Write out the entries verbatim and leave the images out of the copy.

### Records for the task ###

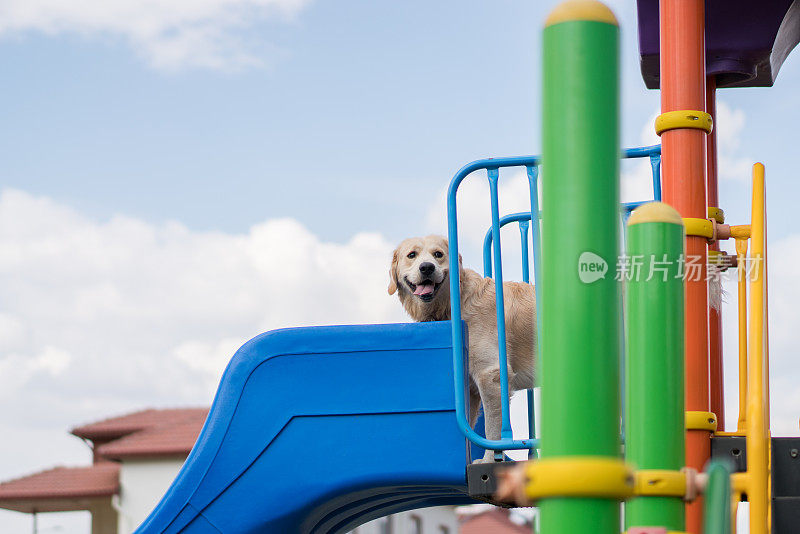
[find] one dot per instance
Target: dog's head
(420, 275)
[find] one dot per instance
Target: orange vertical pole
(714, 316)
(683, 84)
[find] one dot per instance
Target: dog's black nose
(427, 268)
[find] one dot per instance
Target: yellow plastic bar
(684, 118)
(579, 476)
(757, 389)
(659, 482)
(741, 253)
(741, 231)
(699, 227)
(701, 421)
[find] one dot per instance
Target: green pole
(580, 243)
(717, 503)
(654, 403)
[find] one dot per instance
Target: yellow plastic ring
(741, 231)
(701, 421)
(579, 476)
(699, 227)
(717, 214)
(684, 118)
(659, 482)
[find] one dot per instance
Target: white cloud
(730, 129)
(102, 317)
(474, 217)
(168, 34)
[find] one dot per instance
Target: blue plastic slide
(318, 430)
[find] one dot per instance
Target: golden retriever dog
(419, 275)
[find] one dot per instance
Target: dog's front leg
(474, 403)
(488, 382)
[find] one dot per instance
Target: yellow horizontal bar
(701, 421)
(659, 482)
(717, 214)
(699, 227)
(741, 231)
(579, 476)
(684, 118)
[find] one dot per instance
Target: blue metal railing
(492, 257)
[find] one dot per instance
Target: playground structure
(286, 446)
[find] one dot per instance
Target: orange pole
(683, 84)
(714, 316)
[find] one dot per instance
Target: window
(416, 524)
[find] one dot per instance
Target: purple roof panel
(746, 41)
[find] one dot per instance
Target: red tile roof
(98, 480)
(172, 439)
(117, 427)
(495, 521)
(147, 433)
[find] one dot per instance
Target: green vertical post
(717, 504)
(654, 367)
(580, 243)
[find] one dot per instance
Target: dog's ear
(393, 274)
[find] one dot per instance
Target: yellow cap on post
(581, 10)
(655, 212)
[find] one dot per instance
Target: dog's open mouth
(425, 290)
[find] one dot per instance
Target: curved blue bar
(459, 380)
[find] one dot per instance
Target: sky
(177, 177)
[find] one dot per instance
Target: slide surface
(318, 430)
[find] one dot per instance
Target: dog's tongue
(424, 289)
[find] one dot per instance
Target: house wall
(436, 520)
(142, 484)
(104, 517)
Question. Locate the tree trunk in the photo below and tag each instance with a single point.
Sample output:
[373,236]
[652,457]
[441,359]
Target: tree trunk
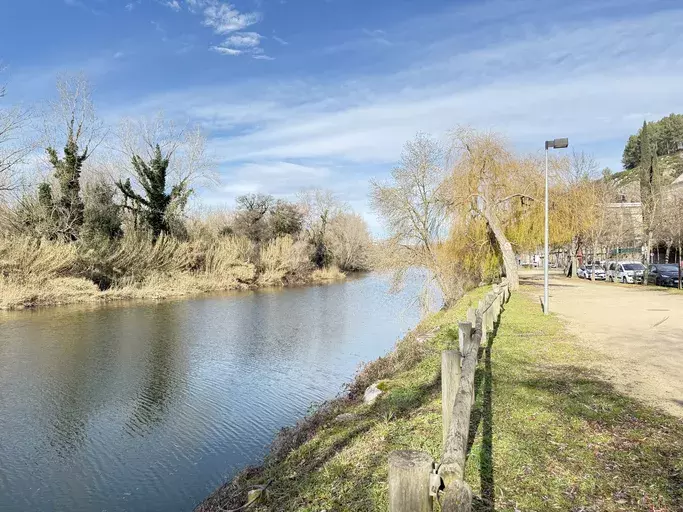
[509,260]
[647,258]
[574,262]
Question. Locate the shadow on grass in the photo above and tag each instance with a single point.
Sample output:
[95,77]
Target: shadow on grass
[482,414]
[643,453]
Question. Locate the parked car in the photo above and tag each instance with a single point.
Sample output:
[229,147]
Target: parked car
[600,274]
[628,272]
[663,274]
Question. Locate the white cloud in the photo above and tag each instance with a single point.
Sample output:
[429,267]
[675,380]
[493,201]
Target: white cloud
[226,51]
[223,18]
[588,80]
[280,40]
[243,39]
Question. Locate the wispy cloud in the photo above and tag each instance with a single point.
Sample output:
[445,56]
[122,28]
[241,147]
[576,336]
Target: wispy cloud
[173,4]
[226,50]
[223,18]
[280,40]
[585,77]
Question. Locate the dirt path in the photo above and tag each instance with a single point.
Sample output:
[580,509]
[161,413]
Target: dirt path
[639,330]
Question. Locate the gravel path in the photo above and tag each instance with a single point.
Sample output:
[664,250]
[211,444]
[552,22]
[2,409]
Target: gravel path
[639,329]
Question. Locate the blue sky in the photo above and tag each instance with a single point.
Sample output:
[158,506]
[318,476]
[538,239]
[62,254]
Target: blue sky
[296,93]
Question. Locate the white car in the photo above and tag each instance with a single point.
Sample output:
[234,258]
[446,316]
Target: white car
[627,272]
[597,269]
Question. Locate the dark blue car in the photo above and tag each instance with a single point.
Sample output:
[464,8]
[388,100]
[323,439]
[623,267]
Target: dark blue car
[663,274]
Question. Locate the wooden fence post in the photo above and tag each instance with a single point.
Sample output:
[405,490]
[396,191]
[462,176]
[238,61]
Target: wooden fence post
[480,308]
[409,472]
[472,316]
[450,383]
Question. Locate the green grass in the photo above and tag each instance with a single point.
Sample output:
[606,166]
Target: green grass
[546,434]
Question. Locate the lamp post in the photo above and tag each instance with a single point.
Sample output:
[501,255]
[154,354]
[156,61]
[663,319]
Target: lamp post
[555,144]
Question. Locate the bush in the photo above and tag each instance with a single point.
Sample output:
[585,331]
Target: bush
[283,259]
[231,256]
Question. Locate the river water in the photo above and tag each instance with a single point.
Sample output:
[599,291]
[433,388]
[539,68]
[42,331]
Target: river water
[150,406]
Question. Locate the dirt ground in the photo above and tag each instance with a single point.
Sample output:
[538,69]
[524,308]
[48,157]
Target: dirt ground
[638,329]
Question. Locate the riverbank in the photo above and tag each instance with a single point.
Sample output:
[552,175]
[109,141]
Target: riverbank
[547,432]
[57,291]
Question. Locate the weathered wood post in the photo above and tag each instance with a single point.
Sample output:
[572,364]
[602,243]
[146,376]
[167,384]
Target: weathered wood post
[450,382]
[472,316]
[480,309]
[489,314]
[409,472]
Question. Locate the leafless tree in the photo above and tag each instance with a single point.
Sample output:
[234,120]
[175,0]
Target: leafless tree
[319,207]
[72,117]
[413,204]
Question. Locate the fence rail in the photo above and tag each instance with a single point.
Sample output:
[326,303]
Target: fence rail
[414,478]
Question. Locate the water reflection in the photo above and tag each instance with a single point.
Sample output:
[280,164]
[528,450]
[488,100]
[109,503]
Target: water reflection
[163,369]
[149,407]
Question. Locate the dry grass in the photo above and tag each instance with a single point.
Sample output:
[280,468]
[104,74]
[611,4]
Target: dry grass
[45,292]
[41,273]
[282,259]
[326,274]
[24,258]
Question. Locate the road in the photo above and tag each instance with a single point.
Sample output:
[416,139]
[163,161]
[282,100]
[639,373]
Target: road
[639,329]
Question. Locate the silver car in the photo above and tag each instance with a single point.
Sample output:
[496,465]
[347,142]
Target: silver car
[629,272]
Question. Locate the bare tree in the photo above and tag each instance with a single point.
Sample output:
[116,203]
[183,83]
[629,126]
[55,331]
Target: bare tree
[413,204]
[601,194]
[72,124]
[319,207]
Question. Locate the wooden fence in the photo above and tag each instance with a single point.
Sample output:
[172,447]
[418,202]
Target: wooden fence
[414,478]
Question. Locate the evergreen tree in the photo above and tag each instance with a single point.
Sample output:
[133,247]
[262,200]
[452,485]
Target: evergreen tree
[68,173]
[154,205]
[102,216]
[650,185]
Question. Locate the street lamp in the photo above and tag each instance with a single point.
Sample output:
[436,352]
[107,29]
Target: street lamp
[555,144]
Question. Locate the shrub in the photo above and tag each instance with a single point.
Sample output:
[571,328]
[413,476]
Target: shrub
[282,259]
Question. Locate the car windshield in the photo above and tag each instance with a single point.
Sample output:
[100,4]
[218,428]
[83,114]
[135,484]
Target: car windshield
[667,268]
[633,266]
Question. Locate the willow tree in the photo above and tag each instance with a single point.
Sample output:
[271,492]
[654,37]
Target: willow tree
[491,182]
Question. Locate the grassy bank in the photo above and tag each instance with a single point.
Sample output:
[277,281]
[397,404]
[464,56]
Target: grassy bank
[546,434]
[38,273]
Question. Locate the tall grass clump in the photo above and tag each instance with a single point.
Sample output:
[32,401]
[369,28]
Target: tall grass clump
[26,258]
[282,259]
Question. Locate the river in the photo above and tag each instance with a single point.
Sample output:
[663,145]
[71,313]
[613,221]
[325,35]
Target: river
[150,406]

###

Your response:
[find] one dot per instance
Target: dog's head
(420, 275)
[find] one dot per instance
Target: orange vertical pole
(714, 316)
(683, 84)
[find] one dot per instance
Target: dog's black nose
(427, 268)
[find] one dot per instance
Target: yellow plastic bar
(684, 118)
(579, 476)
(757, 389)
(659, 482)
(741, 253)
(741, 231)
(699, 227)
(701, 421)
[find] one dot per instance
Target: green pole
(580, 243)
(717, 503)
(654, 403)
[find] one dot per instance
Target: yellow plastic ring
(741, 231)
(701, 421)
(579, 476)
(699, 227)
(717, 214)
(684, 118)
(659, 482)
[find] one dot per instance
Target: white cloud
(730, 129)
(102, 317)
(474, 217)
(168, 34)
[find] one dot per instance
Target: blue plastic slide
(318, 430)
[find] one dot per instance
Target: golden retriever dog
(419, 275)
[find] one dot per instance
Target: dog's front leg
(474, 403)
(488, 382)
[find] one dot per instance
Target: yellow horizontal bar
(701, 421)
(659, 482)
(717, 214)
(699, 227)
(741, 231)
(579, 476)
(684, 118)
[find] one dot per instance
Target: blue metal railing
(492, 257)
[find] one dot per instance
Target: playground structure
(286, 446)
[find] one dot per instance
Target: orange pole
(683, 84)
(714, 316)
[find] one dot per instance
Target: window
(416, 524)
[find] one dot per instance
Target: purple roof panel
(746, 41)
[find] one dot per instance
Target: red tile roof
(98, 480)
(172, 439)
(117, 427)
(495, 521)
(147, 433)
[find] one dot per instance
Target: green vertical post
(717, 504)
(654, 367)
(580, 243)
[find] one dot per instance
Target: dog's ear
(393, 274)
[find] one dot per instance
Target: yellow cap on post
(581, 10)
(655, 212)
[find] one dot per instance
Target: dog's open mouth
(425, 290)
[find] one dot per instance
Target: curved blue bar
(459, 380)
[find] one dot per instance
Target: sky
(177, 177)
[find] one dot per instance
Target: slide surface
(318, 430)
[find] one dot per instance
Target: dog's tongue
(424, 289)
[find] one dot per instance
Target: house wall
(436, 520)
(142, 484)
(104, 517)
Question. Locate the tree trunk in the photo below and tag each instance with a single point.
Sample output:
[373,236]
[652,457]
[441,359]
Target: tree trunk
[509,260]
[647,258]
[574,262]
Question. Locate the shadow on grass in the photo above and tag each instance with a single point.
Sample output:
[95,77]
Target: shadow on grass
[482,414]
[643,453]
Question. Locate the parked car in the photo above and tag each instance with a single point.
Sample output:
[229,147]
Target: parked car
[600,274]
[628,272]
[663,274]
Question. Locate the white cloud in the photo above and tag each instance with a single point.
Sample output:
[429,267]
[675,380]
[493,201]
Target: white cloud
[226,51]
[223,18]
[588,80]
[280,40]
[243,39]
Question. Locate the wispy cloud in the photo above and tag each instance with a single point.
Sample output:
[445,56]
[122,28]
[241,147]
[576,336]
Target: wispy cloud
[173,4]
[226,50]
[223,18]
[280,40]
[585,77]
Question. Locate the dirt path in the photo above and tag each instance with a single point.
Sample output:
[580,509]
[161,413]
Target: dirt path
[639,330]
Question. Locate the gravel path in the photo above and tag each instance with a single point.
Sample output:
[664,250]
[211,444]
[552,22]
[2,409]
Target: gravel path
[639,329]
Question. Locate the blue sky in the photo above and tag each instance with a single point.
Sample output:
[158,506]
[318,476]
[538,239]
[62,254]
Target: blue sky
[296,93]
Question. Locate the white car in the photo above and tag each instance with a single point.
Sample output:
[234,258]
[446,316]
Target: white car
[627,272]
[597,269]
Question. Locate the dark blue car in the photo above and tag each instance with a single point.
Sample output:
[464,8]
[388,100]
[323,439]
[623,267]
Target: dark blue car
[663,274]
Question. Locate the wooden fence post in the photo above and tag each instance with a single point.
Sample output:
[405,490]
[396,191]
[462,176]
[238,61]
Target: wooden fence post
[480,308]
[409,472]
[472,316]
[450,383]
Question. Locate the green grass in the photo above and tag each instance with a single point.
Sample output:
[606,166]
Target: green grass
[546,434]
Question. Locate the lamp post in the photo above and tag each instance with a single point.
Sample output:
[501,255]
[154,354]
[156,61]
[663,319]
Target: lamp post
[555,144]
Question. Locate the bush in the photo above and tag each instance with a single point.
Sample output:
[585,331]
Target: bush
[283,259]
[231,256]
Question. Locate the river water in the photo above and tag each instance with a single point.
Sample output:
[599,291]
[433,388]
[539,68]
[42,331]
Target: river water
[150,406]
Question. Locate the dirt ground in the photo above and tag each instance with a single point.
Sample output:
[538,69]
[524,308]
[48,157]
Target: dirt ground
[638,329]
Question. Locate the riverbank in the photo above and tag each instance with a single point.
Sample output:
[552,175]
[109,141]
Target: riverbank
[547,432]
[57,291]
Question. Locate the weathered wood post in the photo above and tag each instance with a single point.
Sample output:
[572,364]
[602,243]
[146,376]
[167,384]
Target: weathered wood post
[450,382]
[472,316]
[480,309]
[489,314]
[409,472]
Question. Locate the leafless tree in the photo above and tag each instance with a single point.
Sample output:
[234,120]
[175,0]
Target: leafless tree
[319,207]
[72,117]
[413,204]
Question. Locate the fence rail in the photo above and tag each instance with a single point.
Sample output:
[326,303]
Target: fence rail
[414,478]
Question. Locate the water reflection in the photo above and tag each instance with a single point.
Sample output:
[280,164]
[528,450]
[488,100]
[109,503]
Target: water reflection
[163,369]
[149,407]
Question. Locate the dry grass in the photo above and tag each instance with a single point.
Sample output:
[280,468]
[104,74]
[611,4]
Target: dry grass
[45,292]
[41,273]
[282,259]
[326,274]
[24,258]
Question. Locate the road in the photo above and tag each instance with a single point.
Sample output:
[416,139]
[163,161]
[282,100]
[639,373]
Target: road
[639,329]
Question. Locate the silver car in the photo above and tag each instance with a single point.
Sample output:
[496,465]
[347,142]
Target: silver car
[629,272]
Question. Locate the bare tree in the photo above and tag each instance with a single point.
Sample output:
[116,203]
[183,83]
[629,126]
[55,331]
Target: bare tree
[413,204]
[601,194]
[72,124]
[319,207]
Question. Locate the wooden fence in the photo above and tag each instance with a single point.
Sample output:
[172,447]
[418,202]
Target: wooden fence
[414,478]
Question. Locate the evergreen tree in the photo above and tag each instance with a single point.
Sample output:
[133,247]
[262,200]
[452,485]
Target: evergreen tree
[68,173]
[154,205]
[102,216]
[650,185]
Question. Locate the street lamp in the photo above and tag each instance with a single point.
Sample output:
[436,352]
[107,29]
Target: street lamp
[555,144]
Question. Locate the shrub in the photo above and tag each instance with a single point.
Sample output:
[571,328]
[413,476]
Target: shrub
[282,259]
Question. Locate the car windshield in the photo above and tag each instance with a single point.
Sample output:
[100,4]
[218,428]
[83,114]
[135,484]
Target: car windshield
[667,268]
[633,266]
Question. Locate the willow tree in the photo above and tag each instance with a single point.
Sample output:
[271,492]
[654,37]
Target: willow tree
[491,182]
Question. Locate the grassy bank in the photo above and tag each instance with a single point.
Sample output:
[277,281]
[397,404]
[464,56]
Target: grassy bank
[546,434]
[38,273]
Question. Locate the tall grass clump in the photo above and tag each instance with a single point.
Sample output:
[32,401]
[369,28]
Target: tall grass clump
[26,258]
[282,259]
Question. Locate the river in the photo above and tag each instance with a single point.
Sample output:
[663,145]
[71,313]
[613,221]
[325,35]
Target: river
[150,406]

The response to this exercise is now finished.